** Given information **
****
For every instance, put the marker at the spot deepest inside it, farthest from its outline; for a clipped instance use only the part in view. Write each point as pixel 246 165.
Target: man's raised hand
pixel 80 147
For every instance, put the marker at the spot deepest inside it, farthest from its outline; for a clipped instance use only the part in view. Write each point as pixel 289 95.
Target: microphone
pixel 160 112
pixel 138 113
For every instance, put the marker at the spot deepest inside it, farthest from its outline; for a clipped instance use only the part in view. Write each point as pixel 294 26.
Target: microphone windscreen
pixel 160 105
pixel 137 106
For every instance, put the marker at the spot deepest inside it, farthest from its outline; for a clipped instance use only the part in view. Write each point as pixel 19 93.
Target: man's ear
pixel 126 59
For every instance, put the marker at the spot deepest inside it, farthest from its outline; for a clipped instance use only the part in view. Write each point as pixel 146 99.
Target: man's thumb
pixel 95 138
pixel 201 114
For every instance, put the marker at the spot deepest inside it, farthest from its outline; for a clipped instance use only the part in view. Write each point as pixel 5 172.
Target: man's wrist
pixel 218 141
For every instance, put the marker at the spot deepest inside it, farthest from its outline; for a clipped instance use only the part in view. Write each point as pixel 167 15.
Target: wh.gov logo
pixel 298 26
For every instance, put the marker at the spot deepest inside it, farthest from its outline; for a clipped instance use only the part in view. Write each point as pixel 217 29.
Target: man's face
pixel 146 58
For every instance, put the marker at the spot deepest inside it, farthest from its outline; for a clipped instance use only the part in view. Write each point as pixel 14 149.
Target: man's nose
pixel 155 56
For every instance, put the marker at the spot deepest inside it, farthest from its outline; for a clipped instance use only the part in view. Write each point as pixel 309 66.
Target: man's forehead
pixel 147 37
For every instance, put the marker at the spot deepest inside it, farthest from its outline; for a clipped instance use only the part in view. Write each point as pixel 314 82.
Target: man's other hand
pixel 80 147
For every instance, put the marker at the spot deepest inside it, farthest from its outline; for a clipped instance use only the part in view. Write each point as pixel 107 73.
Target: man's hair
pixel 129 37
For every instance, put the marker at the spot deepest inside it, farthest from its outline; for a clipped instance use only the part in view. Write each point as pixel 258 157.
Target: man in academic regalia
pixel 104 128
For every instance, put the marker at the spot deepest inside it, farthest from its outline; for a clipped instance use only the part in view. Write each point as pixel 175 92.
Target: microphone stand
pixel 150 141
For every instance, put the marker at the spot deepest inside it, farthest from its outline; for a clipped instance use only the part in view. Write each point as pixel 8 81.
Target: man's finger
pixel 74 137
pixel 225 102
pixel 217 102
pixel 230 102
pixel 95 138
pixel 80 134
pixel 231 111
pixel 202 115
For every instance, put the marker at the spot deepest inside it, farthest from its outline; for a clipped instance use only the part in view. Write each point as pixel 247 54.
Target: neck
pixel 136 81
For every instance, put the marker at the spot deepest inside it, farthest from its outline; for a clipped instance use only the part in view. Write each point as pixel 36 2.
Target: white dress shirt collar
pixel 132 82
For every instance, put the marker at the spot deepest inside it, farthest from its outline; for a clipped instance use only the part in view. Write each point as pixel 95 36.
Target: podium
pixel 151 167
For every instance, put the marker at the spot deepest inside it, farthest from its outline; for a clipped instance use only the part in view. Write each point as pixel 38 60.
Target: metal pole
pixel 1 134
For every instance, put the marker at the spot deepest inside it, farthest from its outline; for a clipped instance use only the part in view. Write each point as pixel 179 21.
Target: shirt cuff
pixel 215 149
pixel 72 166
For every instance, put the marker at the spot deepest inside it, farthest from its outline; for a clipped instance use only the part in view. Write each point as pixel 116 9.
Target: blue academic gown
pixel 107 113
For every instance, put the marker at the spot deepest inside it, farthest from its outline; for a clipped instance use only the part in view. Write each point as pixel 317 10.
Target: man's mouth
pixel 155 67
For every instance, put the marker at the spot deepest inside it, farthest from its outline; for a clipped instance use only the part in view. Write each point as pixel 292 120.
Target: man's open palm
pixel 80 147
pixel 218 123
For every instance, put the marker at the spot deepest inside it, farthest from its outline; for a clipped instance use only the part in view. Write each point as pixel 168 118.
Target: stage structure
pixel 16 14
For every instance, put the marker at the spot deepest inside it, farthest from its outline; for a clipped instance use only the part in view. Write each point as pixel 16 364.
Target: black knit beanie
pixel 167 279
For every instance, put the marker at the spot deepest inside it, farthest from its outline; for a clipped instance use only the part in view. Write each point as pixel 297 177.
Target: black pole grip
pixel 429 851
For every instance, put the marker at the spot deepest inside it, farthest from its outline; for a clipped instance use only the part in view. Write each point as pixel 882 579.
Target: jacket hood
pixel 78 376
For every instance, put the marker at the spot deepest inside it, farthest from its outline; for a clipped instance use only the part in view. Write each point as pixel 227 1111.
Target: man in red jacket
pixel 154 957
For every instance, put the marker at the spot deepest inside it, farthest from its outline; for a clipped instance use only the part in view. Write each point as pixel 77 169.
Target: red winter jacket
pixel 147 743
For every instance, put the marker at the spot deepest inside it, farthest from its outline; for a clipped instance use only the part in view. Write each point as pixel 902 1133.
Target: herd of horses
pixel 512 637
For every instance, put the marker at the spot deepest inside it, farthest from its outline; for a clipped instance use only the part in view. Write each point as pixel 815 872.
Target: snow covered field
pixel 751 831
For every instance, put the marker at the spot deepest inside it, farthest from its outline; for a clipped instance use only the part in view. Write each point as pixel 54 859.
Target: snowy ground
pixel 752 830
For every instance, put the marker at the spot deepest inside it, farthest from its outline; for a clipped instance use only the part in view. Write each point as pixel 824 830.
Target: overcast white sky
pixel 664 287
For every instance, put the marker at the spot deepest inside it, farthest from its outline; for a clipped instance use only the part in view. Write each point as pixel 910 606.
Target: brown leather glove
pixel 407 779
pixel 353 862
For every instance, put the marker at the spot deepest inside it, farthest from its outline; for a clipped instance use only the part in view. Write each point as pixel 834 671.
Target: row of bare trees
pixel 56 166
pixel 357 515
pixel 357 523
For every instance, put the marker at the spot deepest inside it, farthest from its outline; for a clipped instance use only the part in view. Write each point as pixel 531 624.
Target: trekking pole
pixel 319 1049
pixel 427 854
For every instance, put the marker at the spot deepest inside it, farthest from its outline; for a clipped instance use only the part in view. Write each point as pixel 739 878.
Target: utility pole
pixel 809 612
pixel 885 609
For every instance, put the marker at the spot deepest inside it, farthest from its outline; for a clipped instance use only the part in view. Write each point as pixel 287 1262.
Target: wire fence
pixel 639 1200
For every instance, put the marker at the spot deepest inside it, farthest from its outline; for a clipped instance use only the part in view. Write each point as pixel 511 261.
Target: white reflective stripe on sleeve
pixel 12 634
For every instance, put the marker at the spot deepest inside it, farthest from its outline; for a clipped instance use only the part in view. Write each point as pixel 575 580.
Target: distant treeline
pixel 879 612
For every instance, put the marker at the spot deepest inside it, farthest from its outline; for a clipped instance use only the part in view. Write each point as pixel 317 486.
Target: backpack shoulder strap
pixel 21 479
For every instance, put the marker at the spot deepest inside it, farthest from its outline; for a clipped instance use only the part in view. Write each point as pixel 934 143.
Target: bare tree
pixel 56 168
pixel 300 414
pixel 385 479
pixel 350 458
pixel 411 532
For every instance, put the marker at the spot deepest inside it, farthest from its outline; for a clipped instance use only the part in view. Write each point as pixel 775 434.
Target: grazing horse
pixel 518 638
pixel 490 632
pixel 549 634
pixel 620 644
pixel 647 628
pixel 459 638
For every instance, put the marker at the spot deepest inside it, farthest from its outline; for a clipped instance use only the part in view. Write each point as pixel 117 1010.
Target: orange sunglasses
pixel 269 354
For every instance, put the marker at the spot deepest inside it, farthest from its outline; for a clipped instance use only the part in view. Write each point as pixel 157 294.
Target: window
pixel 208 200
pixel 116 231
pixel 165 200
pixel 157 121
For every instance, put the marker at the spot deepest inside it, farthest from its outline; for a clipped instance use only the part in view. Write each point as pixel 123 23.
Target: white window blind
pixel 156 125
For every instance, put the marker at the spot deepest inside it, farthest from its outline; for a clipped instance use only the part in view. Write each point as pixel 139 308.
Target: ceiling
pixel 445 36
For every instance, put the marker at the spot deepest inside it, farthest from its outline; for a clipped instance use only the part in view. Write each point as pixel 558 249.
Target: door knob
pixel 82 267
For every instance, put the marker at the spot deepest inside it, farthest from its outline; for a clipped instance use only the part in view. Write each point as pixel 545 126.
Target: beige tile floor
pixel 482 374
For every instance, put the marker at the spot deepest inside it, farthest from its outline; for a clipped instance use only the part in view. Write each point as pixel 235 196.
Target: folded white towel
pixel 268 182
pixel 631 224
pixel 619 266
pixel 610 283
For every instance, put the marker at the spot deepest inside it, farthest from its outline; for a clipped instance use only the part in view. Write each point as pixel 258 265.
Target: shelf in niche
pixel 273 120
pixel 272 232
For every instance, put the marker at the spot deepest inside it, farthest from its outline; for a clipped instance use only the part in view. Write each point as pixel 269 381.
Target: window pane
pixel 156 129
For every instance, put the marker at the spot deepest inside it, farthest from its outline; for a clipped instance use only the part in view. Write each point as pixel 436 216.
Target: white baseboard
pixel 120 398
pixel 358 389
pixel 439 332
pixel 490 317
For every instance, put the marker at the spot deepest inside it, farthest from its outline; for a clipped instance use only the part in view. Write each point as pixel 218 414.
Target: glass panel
****
** Prompt **
Retype only the lines above between the line with "pixel 575 580." and the line with "pixel 934 143.", counting those two lines as well, and keep every character as it is.

** Result of the task **
For every instance, put the marker at the spot deepest inside it, farthest from its outline; for a clipped instance use only the part in view. Write each point as pixel 575 580.
Target: distant treeline
pixel 879 612
For every instance, put the marker at the spot deepest inside it, farthest from its outline; for a clipped instance use only the part in view. Write each point as pixel 317 486.
Target: backpack shoulder strap
pixel 21 479
For every instance, put the marker at the spot deepest inside it, farthest from its outline; for a clipped instance use only the part in view. Write each point as pixel 934 143.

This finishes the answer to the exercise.